╭──
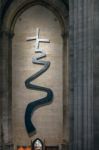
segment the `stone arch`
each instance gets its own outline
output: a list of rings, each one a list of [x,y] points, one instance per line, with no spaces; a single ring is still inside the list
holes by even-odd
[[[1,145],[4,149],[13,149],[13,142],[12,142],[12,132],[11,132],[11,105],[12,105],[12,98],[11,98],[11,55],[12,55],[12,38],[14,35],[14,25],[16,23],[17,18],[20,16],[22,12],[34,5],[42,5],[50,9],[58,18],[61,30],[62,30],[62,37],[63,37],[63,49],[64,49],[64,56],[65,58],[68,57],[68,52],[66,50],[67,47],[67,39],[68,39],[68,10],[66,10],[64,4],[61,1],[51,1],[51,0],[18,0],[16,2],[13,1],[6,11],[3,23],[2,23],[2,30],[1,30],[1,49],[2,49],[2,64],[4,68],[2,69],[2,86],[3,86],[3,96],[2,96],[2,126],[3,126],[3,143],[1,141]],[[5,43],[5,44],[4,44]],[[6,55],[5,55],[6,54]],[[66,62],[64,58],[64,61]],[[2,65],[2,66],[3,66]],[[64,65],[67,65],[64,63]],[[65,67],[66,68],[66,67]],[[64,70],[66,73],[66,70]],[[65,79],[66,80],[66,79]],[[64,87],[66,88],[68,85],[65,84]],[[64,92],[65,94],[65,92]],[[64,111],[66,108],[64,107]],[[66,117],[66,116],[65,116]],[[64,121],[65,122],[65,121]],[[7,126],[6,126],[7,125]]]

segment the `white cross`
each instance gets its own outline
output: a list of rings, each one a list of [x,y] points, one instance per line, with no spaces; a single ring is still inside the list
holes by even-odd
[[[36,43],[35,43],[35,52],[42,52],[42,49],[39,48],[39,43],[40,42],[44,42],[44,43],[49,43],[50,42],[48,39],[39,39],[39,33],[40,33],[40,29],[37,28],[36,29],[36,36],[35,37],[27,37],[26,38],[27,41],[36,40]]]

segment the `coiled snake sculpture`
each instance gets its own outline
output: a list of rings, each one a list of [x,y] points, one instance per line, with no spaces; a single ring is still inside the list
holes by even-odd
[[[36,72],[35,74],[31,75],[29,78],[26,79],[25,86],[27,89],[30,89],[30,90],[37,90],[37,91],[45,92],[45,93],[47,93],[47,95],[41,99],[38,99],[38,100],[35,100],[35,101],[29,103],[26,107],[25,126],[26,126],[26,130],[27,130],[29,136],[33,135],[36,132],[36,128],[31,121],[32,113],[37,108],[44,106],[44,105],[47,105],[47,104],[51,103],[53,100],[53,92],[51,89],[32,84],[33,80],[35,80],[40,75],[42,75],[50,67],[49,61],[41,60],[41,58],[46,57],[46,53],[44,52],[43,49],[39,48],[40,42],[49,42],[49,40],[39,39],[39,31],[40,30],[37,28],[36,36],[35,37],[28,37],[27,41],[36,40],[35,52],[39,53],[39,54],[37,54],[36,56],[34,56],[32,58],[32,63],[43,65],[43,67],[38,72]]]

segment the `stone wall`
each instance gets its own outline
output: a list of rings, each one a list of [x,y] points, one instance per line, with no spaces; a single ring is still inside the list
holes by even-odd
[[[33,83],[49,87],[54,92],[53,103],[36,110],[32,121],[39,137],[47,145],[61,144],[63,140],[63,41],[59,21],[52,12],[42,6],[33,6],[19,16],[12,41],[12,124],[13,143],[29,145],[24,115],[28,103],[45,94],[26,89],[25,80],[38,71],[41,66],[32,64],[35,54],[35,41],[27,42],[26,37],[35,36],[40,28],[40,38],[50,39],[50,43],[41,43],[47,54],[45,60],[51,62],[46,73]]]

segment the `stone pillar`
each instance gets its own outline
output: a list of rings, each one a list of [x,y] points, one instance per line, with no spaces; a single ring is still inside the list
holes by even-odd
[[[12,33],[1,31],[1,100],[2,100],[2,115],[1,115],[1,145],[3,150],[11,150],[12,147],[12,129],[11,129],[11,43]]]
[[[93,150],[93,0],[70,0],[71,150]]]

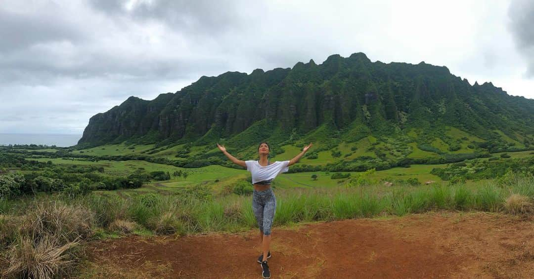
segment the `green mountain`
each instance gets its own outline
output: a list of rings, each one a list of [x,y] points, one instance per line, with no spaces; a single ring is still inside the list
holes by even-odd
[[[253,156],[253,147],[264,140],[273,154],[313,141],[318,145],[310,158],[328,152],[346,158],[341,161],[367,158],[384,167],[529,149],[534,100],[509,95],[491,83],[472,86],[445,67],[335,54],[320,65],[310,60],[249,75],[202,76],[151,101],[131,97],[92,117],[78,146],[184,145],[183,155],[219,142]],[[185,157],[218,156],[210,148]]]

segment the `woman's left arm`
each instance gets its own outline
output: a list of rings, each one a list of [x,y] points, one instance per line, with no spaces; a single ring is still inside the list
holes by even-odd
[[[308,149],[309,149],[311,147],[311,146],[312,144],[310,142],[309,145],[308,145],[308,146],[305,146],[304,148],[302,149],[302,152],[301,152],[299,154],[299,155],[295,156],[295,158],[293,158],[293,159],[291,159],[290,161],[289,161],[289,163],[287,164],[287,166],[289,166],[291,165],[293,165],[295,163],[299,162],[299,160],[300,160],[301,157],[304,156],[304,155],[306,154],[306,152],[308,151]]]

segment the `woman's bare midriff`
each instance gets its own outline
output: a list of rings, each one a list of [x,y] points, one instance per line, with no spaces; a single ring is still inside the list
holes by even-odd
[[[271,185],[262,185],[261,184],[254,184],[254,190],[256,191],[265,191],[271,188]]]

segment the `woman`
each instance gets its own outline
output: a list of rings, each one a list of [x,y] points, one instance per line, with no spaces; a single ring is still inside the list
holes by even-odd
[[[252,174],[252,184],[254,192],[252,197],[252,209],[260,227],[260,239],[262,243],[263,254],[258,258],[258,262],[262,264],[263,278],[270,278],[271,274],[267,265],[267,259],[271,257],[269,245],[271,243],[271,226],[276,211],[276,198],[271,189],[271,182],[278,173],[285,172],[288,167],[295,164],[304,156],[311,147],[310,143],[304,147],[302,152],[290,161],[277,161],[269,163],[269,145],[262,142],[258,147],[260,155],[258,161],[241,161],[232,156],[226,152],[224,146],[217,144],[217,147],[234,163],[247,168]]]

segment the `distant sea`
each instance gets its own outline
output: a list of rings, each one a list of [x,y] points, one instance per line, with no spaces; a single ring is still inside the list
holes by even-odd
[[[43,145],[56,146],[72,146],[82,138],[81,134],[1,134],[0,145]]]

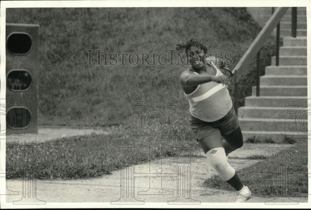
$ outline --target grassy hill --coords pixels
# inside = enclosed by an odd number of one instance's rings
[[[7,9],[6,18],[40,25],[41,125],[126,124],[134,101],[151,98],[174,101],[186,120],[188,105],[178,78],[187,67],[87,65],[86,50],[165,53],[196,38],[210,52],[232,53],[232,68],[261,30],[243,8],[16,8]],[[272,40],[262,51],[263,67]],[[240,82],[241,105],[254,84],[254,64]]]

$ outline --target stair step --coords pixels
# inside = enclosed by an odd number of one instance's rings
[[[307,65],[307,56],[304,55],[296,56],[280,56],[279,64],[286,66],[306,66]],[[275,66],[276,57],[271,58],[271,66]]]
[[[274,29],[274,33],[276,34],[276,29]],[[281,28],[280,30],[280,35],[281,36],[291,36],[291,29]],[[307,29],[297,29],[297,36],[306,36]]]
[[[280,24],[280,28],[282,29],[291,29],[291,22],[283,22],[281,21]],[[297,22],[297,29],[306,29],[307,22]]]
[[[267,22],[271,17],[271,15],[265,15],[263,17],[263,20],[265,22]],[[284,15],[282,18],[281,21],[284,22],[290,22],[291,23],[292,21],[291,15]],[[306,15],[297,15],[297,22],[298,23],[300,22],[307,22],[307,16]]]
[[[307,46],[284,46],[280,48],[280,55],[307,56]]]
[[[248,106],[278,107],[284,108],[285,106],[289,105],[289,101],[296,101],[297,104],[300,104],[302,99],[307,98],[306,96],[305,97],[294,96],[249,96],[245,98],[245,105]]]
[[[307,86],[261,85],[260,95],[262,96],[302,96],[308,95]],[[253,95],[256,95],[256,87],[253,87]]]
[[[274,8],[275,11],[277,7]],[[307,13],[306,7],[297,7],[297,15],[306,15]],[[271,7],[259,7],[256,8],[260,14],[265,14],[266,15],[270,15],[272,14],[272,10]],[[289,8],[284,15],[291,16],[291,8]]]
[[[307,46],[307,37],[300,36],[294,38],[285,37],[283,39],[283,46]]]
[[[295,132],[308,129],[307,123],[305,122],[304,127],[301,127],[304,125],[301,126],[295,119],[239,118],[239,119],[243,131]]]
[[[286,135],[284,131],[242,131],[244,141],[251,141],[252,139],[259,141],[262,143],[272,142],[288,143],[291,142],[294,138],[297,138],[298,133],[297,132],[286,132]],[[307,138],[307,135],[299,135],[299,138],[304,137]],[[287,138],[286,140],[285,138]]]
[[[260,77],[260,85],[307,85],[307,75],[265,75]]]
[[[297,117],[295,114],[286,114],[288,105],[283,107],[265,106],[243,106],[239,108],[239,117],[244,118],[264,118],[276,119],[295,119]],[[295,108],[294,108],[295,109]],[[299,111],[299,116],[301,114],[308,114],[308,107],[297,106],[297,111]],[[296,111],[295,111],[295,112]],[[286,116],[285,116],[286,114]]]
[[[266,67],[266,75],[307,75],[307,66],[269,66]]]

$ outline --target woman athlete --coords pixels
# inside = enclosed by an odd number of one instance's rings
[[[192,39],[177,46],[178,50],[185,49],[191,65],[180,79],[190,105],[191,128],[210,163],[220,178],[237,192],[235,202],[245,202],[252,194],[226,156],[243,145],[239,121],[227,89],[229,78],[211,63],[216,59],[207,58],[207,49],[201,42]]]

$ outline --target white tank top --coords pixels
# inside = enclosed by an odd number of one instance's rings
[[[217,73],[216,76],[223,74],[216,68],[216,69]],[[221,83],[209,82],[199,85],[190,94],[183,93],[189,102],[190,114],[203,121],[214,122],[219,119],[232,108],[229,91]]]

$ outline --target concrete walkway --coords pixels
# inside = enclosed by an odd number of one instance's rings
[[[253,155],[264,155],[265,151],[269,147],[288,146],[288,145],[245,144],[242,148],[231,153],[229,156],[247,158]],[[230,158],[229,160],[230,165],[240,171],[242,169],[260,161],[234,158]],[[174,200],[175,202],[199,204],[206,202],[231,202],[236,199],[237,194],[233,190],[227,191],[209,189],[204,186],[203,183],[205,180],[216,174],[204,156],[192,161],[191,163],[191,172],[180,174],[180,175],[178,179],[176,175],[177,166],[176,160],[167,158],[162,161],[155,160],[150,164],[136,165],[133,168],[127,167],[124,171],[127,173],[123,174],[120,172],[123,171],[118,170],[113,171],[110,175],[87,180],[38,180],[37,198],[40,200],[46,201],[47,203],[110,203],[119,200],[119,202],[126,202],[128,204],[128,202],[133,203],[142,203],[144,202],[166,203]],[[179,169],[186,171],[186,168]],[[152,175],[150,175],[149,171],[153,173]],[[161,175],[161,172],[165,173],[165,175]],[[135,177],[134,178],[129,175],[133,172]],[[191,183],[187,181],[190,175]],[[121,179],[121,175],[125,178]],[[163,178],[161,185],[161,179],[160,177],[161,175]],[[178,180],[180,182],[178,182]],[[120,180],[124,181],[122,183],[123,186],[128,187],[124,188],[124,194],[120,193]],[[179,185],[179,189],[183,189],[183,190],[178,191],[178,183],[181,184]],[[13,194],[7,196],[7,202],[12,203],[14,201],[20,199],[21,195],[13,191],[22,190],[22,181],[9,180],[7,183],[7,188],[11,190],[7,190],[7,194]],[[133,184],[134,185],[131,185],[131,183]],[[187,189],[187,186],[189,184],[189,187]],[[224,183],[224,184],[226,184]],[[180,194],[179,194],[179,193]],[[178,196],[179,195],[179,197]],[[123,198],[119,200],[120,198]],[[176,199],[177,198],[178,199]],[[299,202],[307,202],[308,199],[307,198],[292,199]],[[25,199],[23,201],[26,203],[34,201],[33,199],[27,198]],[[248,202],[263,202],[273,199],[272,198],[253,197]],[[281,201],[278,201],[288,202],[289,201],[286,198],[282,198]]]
╰──
### Work to do
Copy out every line of the material above that contains the string "pixels".

### Complete answer
$ outline --target grassy hill --coords pixels
$ outline --target stair step --coords pixels
$ outline --target woman athlete --coords pixels
$ outline --target white tank top --coords pixels
$ outline --target concrete walkway --coords pixels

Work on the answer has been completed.